-- START Entries shown --

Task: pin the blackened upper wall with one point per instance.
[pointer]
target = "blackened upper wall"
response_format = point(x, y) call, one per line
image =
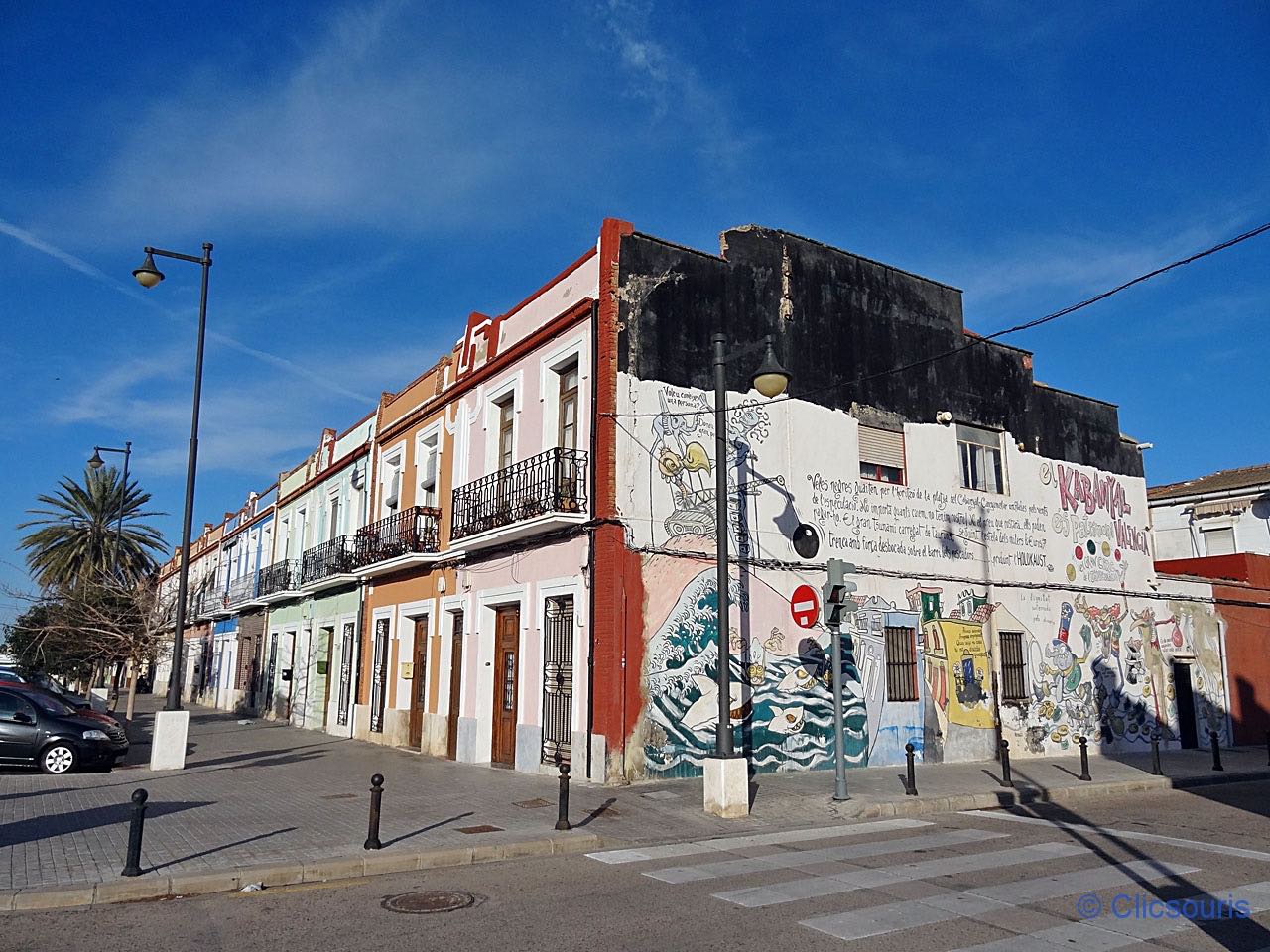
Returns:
point(843, 318)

-- END Entries shown --

> Short exercise
Render each line of the records above as a Markdown table with the columns Row and Line, numbering the rows and skipping any blank lines. Leave the pictures out.

> Full answer
| Row | Line |
|---|---|
| 1 | Task: pin the blackened upper wall with one point per instance. |
| 2 | [pointer] |
| 3 | target = "blackened upper wall" |
| 4 | response_format = point(x, y) call, one per line |
| 5 | image = |
| 6 | Returns: |
| 7 | point(843, 318) |